_YOUR GOAL_.
Count every line that includes the string "white" in the entries that follow. Nothing besides the number is needed.

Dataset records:
↓

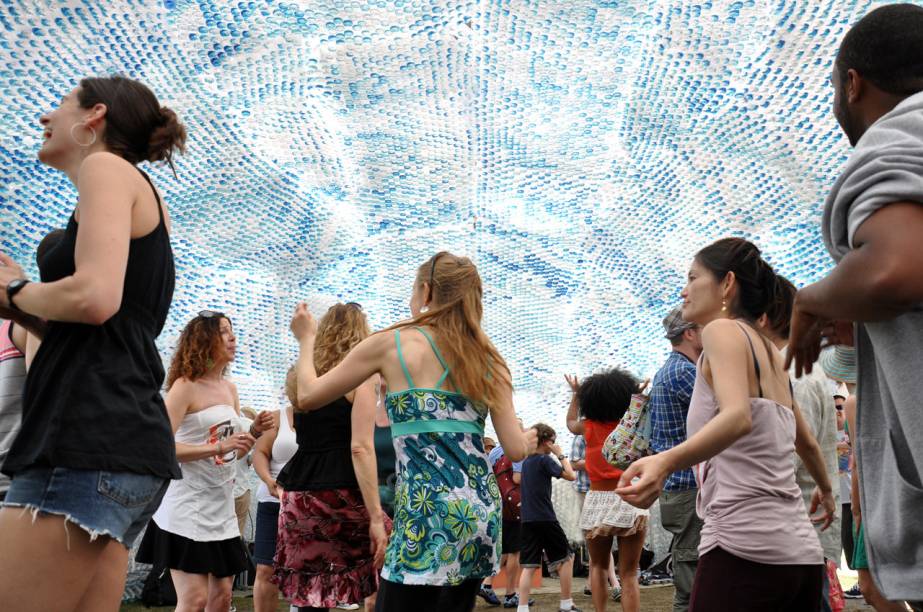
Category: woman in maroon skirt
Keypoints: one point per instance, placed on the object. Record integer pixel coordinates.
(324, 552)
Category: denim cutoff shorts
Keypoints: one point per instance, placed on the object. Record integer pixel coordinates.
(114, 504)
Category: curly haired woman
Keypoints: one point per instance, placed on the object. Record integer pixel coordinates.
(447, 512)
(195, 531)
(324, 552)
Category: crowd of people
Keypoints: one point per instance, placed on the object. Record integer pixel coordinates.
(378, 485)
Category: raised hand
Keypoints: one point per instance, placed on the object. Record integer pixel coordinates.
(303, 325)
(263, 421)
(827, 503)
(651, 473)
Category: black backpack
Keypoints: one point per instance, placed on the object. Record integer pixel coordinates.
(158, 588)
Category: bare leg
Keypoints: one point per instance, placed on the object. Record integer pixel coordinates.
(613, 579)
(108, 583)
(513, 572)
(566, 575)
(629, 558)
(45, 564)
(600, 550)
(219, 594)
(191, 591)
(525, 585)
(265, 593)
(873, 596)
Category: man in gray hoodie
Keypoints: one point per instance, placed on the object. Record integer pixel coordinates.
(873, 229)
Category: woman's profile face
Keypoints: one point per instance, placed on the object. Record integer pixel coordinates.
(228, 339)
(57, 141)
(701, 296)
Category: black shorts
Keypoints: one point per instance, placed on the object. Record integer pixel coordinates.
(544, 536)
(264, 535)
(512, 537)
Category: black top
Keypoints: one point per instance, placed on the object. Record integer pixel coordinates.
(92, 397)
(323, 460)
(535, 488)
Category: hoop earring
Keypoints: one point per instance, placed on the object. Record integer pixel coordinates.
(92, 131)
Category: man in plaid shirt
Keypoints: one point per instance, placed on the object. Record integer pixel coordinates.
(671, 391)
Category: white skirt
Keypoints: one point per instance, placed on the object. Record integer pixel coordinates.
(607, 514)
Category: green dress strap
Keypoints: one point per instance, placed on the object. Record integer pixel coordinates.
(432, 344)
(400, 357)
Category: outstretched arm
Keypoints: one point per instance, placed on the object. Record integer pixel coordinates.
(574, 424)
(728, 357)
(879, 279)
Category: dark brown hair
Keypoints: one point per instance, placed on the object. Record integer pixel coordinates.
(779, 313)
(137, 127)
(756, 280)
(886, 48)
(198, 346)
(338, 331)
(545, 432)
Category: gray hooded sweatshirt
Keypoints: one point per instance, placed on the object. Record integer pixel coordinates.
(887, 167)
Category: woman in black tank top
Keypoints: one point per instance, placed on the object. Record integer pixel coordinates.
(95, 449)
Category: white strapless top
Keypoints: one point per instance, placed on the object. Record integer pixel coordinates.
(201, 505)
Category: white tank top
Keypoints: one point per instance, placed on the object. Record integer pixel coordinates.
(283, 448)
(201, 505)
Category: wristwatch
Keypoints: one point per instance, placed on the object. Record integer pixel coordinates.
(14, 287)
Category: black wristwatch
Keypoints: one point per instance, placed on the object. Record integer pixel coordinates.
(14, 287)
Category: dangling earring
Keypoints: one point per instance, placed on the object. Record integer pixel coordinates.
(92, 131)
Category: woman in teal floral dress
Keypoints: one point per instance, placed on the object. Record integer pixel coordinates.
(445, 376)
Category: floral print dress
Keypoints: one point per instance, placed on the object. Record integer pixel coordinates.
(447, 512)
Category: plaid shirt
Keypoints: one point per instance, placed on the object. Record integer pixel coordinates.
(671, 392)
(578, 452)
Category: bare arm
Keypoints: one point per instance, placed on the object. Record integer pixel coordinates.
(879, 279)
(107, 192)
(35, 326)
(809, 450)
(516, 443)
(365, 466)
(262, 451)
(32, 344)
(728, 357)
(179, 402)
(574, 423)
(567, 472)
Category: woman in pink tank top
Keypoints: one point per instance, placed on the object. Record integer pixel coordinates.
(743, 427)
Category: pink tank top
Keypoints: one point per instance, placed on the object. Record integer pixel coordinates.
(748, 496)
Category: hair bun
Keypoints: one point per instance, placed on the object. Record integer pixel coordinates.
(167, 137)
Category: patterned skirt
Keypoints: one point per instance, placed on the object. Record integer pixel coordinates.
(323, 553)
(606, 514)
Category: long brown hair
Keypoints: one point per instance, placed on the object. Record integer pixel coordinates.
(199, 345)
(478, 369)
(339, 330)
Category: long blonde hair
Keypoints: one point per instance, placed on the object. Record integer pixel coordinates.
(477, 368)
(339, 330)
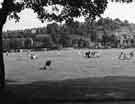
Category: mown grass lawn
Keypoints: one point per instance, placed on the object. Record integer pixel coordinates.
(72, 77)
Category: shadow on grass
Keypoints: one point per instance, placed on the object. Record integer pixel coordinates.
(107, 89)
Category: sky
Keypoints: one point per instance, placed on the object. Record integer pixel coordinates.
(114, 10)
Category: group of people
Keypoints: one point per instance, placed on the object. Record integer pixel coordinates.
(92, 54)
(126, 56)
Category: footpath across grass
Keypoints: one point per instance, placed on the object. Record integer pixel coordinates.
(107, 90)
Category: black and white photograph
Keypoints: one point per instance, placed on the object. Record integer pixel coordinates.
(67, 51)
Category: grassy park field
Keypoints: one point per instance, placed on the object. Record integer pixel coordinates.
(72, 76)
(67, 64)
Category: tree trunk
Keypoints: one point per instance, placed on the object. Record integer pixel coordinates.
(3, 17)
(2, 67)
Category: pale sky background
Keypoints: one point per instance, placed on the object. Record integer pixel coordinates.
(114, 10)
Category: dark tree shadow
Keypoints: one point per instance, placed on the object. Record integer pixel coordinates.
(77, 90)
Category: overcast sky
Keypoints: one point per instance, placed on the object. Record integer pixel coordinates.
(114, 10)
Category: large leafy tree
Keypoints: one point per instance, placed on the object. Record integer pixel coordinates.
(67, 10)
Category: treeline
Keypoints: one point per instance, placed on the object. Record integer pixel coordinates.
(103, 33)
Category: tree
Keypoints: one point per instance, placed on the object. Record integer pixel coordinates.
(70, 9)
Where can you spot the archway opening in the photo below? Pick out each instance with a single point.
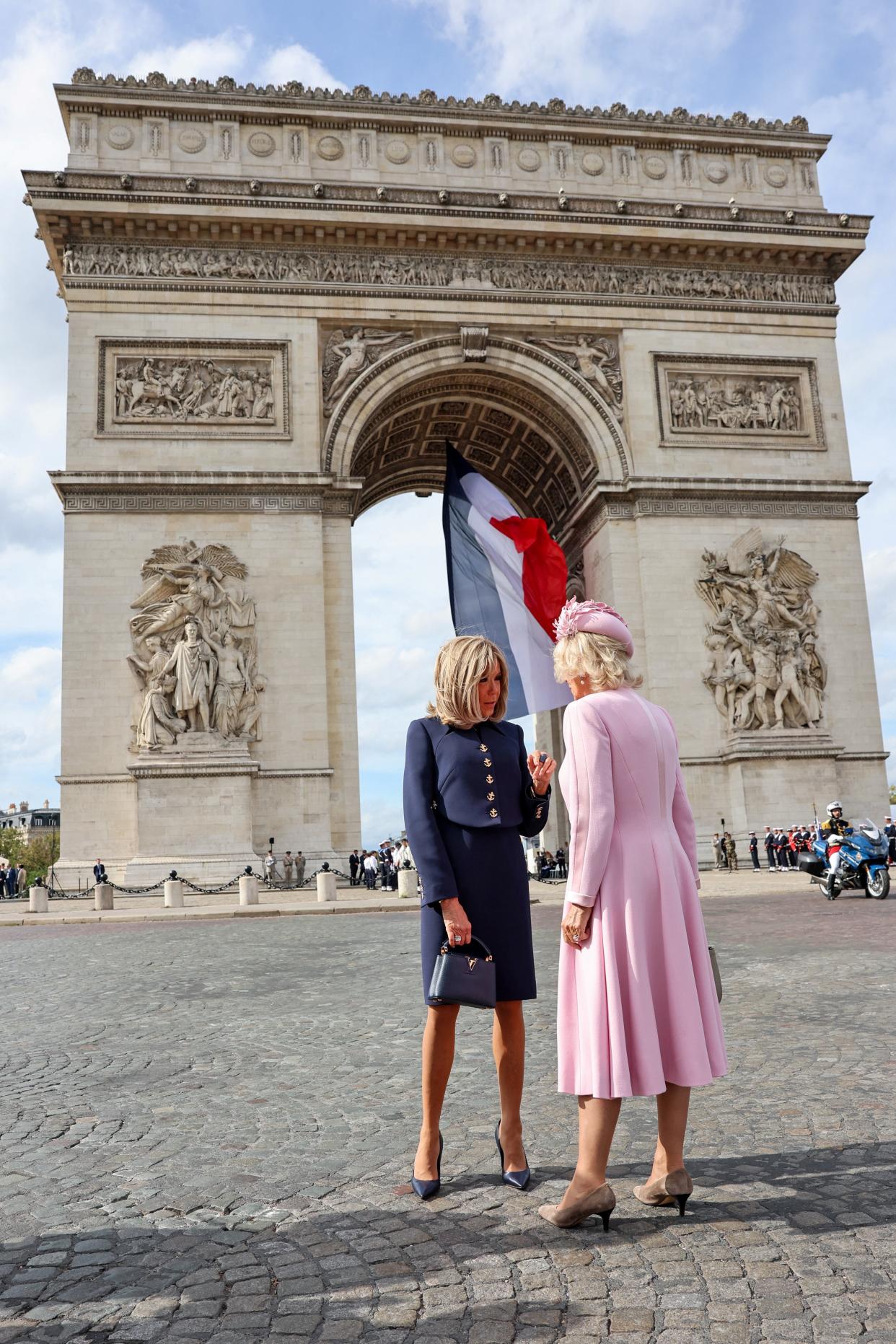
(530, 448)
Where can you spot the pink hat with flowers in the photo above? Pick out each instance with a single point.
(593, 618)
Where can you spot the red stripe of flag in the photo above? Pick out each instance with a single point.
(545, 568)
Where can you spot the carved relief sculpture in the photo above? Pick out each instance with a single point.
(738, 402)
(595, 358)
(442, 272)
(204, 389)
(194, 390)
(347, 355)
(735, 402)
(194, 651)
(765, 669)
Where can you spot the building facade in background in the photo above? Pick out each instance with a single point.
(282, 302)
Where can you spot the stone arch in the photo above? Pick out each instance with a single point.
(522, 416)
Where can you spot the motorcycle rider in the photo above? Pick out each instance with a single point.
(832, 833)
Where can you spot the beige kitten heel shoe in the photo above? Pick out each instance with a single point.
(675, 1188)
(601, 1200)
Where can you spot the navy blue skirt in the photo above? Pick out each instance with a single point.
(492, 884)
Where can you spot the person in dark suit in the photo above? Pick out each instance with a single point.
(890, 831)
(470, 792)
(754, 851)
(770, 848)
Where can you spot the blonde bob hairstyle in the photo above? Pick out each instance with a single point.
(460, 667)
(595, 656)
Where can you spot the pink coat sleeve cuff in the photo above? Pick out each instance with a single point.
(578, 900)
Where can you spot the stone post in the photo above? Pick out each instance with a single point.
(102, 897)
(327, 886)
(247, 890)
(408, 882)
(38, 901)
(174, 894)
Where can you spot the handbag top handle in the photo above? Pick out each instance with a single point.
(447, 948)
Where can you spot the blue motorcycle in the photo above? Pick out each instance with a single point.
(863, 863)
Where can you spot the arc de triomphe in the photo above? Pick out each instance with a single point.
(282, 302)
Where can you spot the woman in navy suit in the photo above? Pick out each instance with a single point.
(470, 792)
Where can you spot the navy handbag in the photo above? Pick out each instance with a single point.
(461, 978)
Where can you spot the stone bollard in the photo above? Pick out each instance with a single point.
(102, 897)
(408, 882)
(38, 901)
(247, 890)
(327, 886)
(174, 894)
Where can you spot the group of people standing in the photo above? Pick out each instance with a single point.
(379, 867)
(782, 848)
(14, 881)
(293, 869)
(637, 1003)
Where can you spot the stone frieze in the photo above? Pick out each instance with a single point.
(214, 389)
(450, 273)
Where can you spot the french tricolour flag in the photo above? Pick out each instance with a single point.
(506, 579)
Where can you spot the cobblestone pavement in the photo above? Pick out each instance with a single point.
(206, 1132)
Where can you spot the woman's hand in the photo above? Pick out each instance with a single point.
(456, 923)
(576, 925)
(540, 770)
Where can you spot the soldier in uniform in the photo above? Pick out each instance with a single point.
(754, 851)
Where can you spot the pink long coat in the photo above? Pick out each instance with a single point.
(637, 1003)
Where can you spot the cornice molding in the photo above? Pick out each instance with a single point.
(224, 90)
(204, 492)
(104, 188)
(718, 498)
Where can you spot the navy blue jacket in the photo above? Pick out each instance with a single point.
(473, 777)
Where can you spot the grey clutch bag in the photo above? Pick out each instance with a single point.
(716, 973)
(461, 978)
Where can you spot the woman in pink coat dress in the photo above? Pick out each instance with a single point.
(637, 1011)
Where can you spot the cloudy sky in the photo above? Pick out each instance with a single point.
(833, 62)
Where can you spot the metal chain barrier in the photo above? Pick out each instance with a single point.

↑

_RESPONSE TO THE TASK_.
4